EXERCISE DETAILS —
Give back the records below word for word and line for line, leaving out the pictures.

EXTRACTED DATA —
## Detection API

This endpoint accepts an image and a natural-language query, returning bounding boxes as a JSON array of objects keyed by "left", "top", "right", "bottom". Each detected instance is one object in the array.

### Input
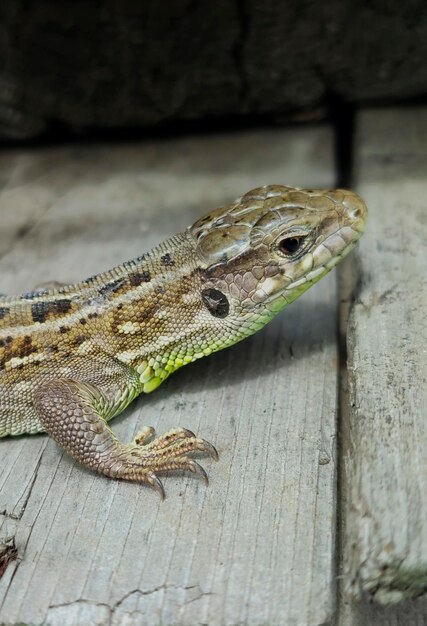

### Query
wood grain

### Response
[{"left": 344, "top": 108, "right": 427, "bottom": 604}]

EXPECTED OUTPUT —
## Detection API

This endpoint accepts an image and a natural-language query, returning bounding boxes as a JSON array of objects keyed by "left", "top", "right", "bottom". Each detected instance is one object in the array.

### Input

### Query
wood grain

### Response
[{"left": 344, "top": 108, "right": 427, "bottom": 604}]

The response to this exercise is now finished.